■ PAGINATEKST ■
· · · · · · ·
Zonder geluk vaart niemand wel
i .-r-k
De Maand van de Geschiedenis draait om geluk. Wat geluk is, is door de eeuwen heen steeds
anders opgevat. En dat geldt ook voor de plaats waar geluk kan worden gevonden:
in het hiernamaals, in de liefde of aan de overkant van de oceaan?
In Biggekerke wordt in de zomer van 1947 de eerste oogst van het land gehaald na de inundatie. Hard werken maar ook reden tot blijdschap (ZB| Planbureau en
Bibliotheek van Zeeland Beeldbank Zeeland, collectie Simonse Biggekerke).
· · · · · · ·
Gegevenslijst
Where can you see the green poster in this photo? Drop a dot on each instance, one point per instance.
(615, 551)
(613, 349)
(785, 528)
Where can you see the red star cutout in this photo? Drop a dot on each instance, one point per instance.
· · · · · · ·
■ OPDRACHT A ■
Waar draait de Maand van de Geschiedenis om volgens de paginatekst?
■ OPDRACHT B ■
Ga na of de volgende uitspraken overeenkomen met de paginatekst: (i) in Biggekerke werd in de zomer van 1947 de eerste oogst na de inundatie binnengehaald; (ii) geluk is door de eeuwen heen altijd op dezelfde manier opgevat; (iii) de oogst wordt alleen als zwaar werk beschreven.
■ OPDRACHT C ■
Geef woordelijk het stuk van de paginatekst weer dat begint bij "Zonder geluk vaart" en eindigt bij "van de oceaan?".

■ VOLLEDIG ANTWOORD A ■
Om geluk.

■ VOLLEDIG ANTWOORD B ■
(i) Ja: "In Biggekerke wordt in de zomer van 1947 de eerste oogst van het land gehaald na de inundatie."
(ii) Nee: "Wat geluk is, is door de eeuwen heen steeds anders opgevat."
(iii) Nee: "Hard werken maar ook reden tot blijdschap"

■ VOLLEDIG ANTWOORD C ■
Zonder geluk vaart niemand wel
i .-r-k
De Maand van de Geschiedenis draait om geluk. Wat geluk is, is door de eeuwen heen steeds
anders opgevat. En dat geldt ook voor de plaats waar geluk kan worden gevonden:
in het hiernamaals, in de liefde of aan de overkant van de oceaan?